Text to read.
_ _ _

Properties in London? :)
> Russian corruption doesn't generally touch Western governments - the atmosphere is too hostile to it.

Some recent parts of the government welcome the corruption.

https://www.justice.gov/opa/pr/us-citizens-and-russian-intel...

https://www.nytimes.com/2021/03/16/us/politics/election-inte...

> Russian corruption doesn't generally touch Western governments

Russia has an asset in British goverbment, in the hoise of lords!

Have you neber heard of Baron Lebedev, of Hampton in the London Borough of Richmond upon Thames and of Siberia in the Russian Federation??

https://en.m.wikipedia.org/wiki/Evgeny_Lebedev

Current Government was taking political dotations from Russian oligarchs, officially, but somehow thos gets postes

https://www.bbc.com/news/uk-politics-58711151

I have a better way to frame this. A hostile country is less interested in low profile users and is not as able/willing to use the data it collects against the user. Committed tax evasion / breach of contract / fraud? Russia is much less likely to care than your own government.
You're framing it wrong. They _care_ very much. They even have a word for it!

https://en.m.wikipedia.org/wiki/Kompromat

For what it's worth, the examples given on that page are either domestic instances or do not, as your parent comment describes, involve low profile individuals.
>Russian corruption doesn't generally touch Western governments - the atmosphere is too hostile to it.

Brussels, Vienna, and many other European capitals are full of Russian "lobbyists".

But it's a fallacy to see the concern being about them having your individual data, right? The concern is the power of the information they yield when they have access to our collective data.
check how many western politicians went to work for gasprom or other russian government companies and talk again.
The UK is significantly influenced by Russia. Brexit is a prime, recent example, as well as the frequent donations from oligarchs to the Conservative party
Your claim that Russia influenced Brexit, which the Cameron-led Conservative government opposed, has been thoroughly debunked, as has the Trump-Russia collusion hoax in the US. Indeed, a certain Guardian "journalist", who promoted the Brexit-Russia influence hoax, lost a defamation case against her for falsely promoting it. The UK, which is currently governed by a Conservative party majority parliament, has also been, from the start, one of the most aggressive and dependable supporters of Ukraine in her struggle to resist the Russian invasion. So, I am wondering, to what kind of "significant influence" are you alluding?
I don’t know, you’ve never heard of blackmail? $500 in Bitcoin to some wallet or we leak your search results to your church group?
How would they connect search results to an individual? Surely, a simple VPN, which is a basic internet hygene these days, prevents that.

_ _ _

Extracted entries.
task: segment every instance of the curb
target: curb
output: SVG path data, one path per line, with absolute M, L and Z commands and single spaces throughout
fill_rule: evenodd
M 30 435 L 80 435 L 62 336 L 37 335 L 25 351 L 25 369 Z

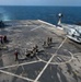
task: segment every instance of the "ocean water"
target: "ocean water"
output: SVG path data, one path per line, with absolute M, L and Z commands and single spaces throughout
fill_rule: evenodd
M 53 24 L 58 22 L 58 13 L 62 13 L 62 22 L 74 24 L 81 21 L 81 7 L 15 7 L 0 5 L 0 20 L 43 20 Z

_ _ _

To do.
1: Decide whether each statement below agrees with the discussion about Russian influence. Answer yes or no for each, and quote the deciding words.
(a) One comment says that Brussels, Vienna, and many other European capitals are full of Russian "lobbyists".
(b) According to one comment, the Cameron-led Conservative government supported Brexit.
(c) One comment describes the UK as one of the most aggressive and dependable supporters of Ukraine.
2: Translate this sentence from the discussion about Russian influence into French: "A hostile country is less interested in low profile users and is not as able/willing to use the data it collects against the user."

The solutions.
1:
(a) Yes: "Brussels, Vienna, and many other European capitals are full of Russian "lobbyists"."
(b) No: "Brexit, which the Cameron-led Conservative government opposed"
(c) Yes: "one of the most aggressive and dependable supporters of Ukraine in her struggle to resist the Russian invasion"

2: Un pays hostile s'intéresse moins aux utilisateurs discrets et est moins capable/désireux d'utiliser contre l'utilisateur les données qu'il recueille.